### Extract to read

⟨

[ 
https://issues.apache.org/jira/browse/BEAM-5852?focusedWorklogId=161398&page=com.atlassian.jira.plugin.system.issuetabpanels:worklog-tabpanel#worklog-161398
 ]

ASF GitHub Bot logged work on BEAM-5852:
----------------------------------------

                Author: ASF GitHub Bot
            Created on: 01/Nov/18 00:10
            Start Date: 01/Nov/18 00:10
    Worklog Time Spent: 10m 
      Work Description: akedin commented on a change in pull request #6898: 
[BEAM-5852] [BEAM-5892] BeamSQL functions
URL: https://github.com/apache/beam/pull/6898#discussion_r229906798
 
 

 ##########
 File path: 
sdks/java/extensions/sql/src/main/java/org/apache/beam/sdk/extensions/sql/impl/BeamSqlEnv.java
 ##########
 @@ -75,6 +77,14 @@ public static BeamSqlEnv inMemory(TableProvider... 
tableProviders) {
     return withTableProvider(inMemoryMetaStore);
   }
 
+  public void registerBuiltinUdf(Map<String, List<Method>> methods) {
+    for (Map.Entry<String, List<Method>> entry : methods.entrySet()) {
+      for (Method method : entry.getValue()) {
+        defaultSchema.add(entry.getKey(), ScalarFunctionImpl.create(method));
 
 Review comment:
   I don't think it's just the matter of benefits in this case. It is a wrong 
abstraction. `Method` represents a method on a java class, it has properties 
that are java-specific and doesn't have properties that we need. What we need 
is something that represents a Beam SQL UDF. Java method is not a SQL UDF.

⟩

### Data for this exercise
⟨

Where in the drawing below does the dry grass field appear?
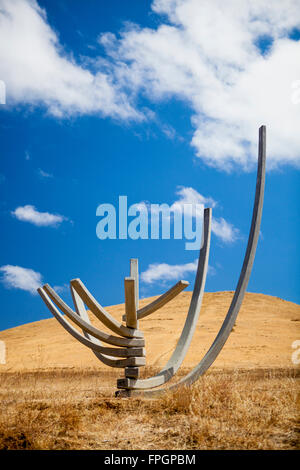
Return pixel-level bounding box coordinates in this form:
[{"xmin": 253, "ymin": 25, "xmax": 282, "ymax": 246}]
[{"xmin": 0, "ymin": 292, "xmax": 300, "ymax": 450}]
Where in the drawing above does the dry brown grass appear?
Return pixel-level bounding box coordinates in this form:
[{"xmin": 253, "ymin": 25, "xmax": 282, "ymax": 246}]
[{"xmin": 0, "ymin": 368, "xmax": 300, "ymax": 449}]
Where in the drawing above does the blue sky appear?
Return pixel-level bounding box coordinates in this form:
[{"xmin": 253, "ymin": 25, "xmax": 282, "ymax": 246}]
[{"xmin": 0, "ymin": 0, "xmax": 300, "ymax": 330}]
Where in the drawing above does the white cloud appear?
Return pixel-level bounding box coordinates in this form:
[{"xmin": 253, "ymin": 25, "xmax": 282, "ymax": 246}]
[
  {"xmin": 141, "ymin": 260, "xmax": 198, "ymax": 284},
  {"xmin": 211, "ymin": 217, "xmax": 240, "ymax": 243},
  {"xmin": 172, "ymin": 186, "xmax": 239, "ymax": 243},
  {"xmin": 100, "ymin": 0, "xmax": 300, "ymax": 171},
  {"xmin": 38, "ymin": 168, "xmax": 53, "ymax": 178},
  {"xmin": 0, "ymin": 0, "xmax": 300, "ymax": 171},
  {"xmin": 0, "ymin": 0, "xmax": 142, "ymax": 119},
  {"xmin": 12, "ymin": 204, "xmax": 67, "ymax": 227},
  {"xmin": 0, "ymin": 264, "xmax": 42, "ymax": 295}
]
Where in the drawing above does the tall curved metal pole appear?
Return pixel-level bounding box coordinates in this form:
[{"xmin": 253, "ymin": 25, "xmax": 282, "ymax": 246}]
[
  {"xmin": 117, "ymin": 208, "xmax": 212, "ymax": 390},
  {"xmin": 129, "ymin": 126, "xmax": 266, "ymax": 396}
]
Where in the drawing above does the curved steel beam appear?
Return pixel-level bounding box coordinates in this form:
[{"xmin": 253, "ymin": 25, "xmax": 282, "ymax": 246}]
[
  {"xmin": 122, "ymin": 281, "xmax": 189, "ymax": 321},
  {"xmin": 70, "ymin": 285, "xmax": 122, "ymax": 367},
  {"xmin": 117, "ymin": 208, "xmax": 212, "ymax": 390},
  {"xmin": 43, "ymin": 284, "xmax": 145, "ymax": 347},
  {"xmin": 71, "ymin": 279, "xmax": 144, "ymax": 338},
  {"xmin": 129, "ymin": 126, "xmax": 266, "ymax": 396},
  {"xmin": 38, "ymin": 288, "xmax": 145, "ymax": 357}
]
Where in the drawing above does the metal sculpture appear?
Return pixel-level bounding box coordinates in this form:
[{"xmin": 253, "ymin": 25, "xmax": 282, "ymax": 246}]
[{"xmin": 38, "ymin": 126, "xmax": 266, "ymax": 397}]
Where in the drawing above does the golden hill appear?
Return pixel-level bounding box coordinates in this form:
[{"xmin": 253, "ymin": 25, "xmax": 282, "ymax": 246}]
[{"xmin": 0, "ymin": 292, "xmax": 300, "ymax": 372}]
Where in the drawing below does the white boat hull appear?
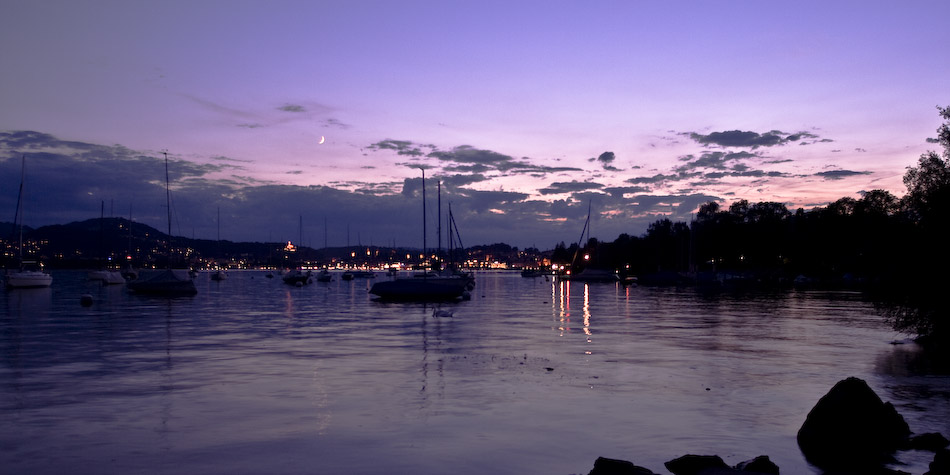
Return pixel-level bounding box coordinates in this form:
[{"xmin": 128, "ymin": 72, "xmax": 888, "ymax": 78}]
[{"xmin": 6, "ymin": 270, "xmax": 53, "ymax": 289}]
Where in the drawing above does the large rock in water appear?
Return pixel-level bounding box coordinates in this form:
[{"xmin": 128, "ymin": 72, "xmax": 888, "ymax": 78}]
[{"xmin": 798, "ymin": 377, "xmax": 910, "ymax": 470}]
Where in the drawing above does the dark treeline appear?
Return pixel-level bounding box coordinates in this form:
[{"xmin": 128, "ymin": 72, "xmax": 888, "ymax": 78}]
[{"xmin": 553, "ymin": 107, "xmax": 950, "ymax": 338}]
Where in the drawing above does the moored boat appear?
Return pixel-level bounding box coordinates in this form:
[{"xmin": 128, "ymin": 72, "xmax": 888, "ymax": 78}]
[
  {"xmin": 128, "ymin": 269, "xmax": 198, "ymax": 296},
  {"xmin": 369, "ymin": 277, "xmax": 472, "ymax": 301}
]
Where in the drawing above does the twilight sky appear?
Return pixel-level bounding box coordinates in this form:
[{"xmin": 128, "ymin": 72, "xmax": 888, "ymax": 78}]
[{"xmin": 0, "ymin": 0, "xmax": 950, "ymax": 249}]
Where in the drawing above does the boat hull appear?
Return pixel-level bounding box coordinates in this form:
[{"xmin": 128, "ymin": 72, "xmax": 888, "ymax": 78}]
[
  {"xmin": 369, "ymin": 277, "xmax": 470, "ymax": 301},
  {"xmin": 128, "ymin": 270, "xmax": 198, "ymax": 296},
  {"xmin": 6, "ymin": 270, "xmax": 53, "ymax": 289}
]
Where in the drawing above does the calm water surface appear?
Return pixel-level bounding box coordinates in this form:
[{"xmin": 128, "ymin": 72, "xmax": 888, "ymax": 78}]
[{"xmin": 0, "ymin": 272, "xmax": 950, "ymax": 475}]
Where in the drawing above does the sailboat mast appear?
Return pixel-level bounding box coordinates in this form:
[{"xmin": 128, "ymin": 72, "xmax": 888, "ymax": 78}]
[
  {"xmin": 422, "ymin": 168, "xmax": 426, "ymax": 272},
  {"xmin": 162, "ymin": 152, "xmax": 172, "ymax": 238},
  {"xmin": 436, "ymin": 180, "xmax": 442, "ymax": 270},
  {"xmin": 13, "ymin": 155, "xmax": 26, "ymax": 266}
]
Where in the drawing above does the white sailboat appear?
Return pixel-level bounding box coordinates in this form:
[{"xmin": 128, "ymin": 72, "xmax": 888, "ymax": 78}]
[
  {"xmin": 211, "ymin": 206, "xmax": 228, "ymax": 282},
  {"xmin": 88, "ymin": 201, "xmax": 125, "ymax": 285},
  {"xmin": 6, "ymin": 155, "xmax": 53, "ymax": 288},
  {"xmin": 369, "ymin": 170, "xmax": 475, "ymax": 301},
  {"xmin": 128, "ymin": 152, "xmax": 198, "ymax": 296}
]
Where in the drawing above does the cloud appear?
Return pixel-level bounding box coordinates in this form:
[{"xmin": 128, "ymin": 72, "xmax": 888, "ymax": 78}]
[
  {"xmin": 814, "ymin": 170, "xmax": 871, "ymax": 180},
  {"xmin": 367, "ymin": 139, "xmax": 434, "ymax": 157},
  {"xmin": 367, "ymin": 139, "xmax": 583, "ymax": 177},
  {"xmin": 538, "ymin": 181, "xmax": 604, "ymax": 195},
  {"xmin": 277, "ymin": 104, "xmax": 307, "ymax": 113},
  {"xmin": 587, "ymin": 152, "xmax": 622, "ymax": 172},
  {"xmin": 688, "ymin": 130, "xmax": 818, "ymax": 149},
  {"xmin": 604, "ymin": 186, "xmax": 650, "ymax": 198},
  {"xmin": 674, "ymin": 152, "xmax": 758, "ymax": 173}
]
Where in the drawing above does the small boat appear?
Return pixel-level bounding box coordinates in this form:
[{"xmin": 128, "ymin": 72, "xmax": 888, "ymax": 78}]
[
  {"xmin": 282, "ymin": 269, "xmax": 313, "ymax": 287},
  {"xmin": 369, "ymin": 277, "xmax": 472, "ymax": 301},
  {"xmin": 521, "ymin": 269, "xmax": 544, "ymax": 278},
  {"xmin": 6, "ymin": 267, "xmax": 53, "ymax": 289},
  {"xmin": 88, "ymin": 269, "xmax": 125, "ymax": 285},
  {"xmin": 6, "ymin": 155, "xmax": 53, "ymax": 289},
  {"xmin": 566, "ymin": 268, "xmax": 620, "ymax": 283},
  {"xmin": 126, "ymin": 152, "xmax": 198, "ymax": 297},
  {"xmin": 369, "ymin": 170, "xmax": 475, "ymax": 301},
  {"xmin": 127, "ymin": 269, "xmax": 198, "ymax": 297}
]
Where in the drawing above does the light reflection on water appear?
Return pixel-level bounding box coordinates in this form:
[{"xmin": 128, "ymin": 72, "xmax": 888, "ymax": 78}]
[{"xmin": 0, "ymin": 272, "xmax": 950, "ymax": 475}]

⟩

### The tasks
1) Which field labels followed by a colon appear in the worklog entry between the dashed line and the pull request URL?
2) How many lines of the rows contain the string "water", with case counting? Give only the number.
The rows have no connection to the worklog entry.

### Task responses
1) Author, Created on, Start Date, Worklog Time Spent, Work Description

2) 3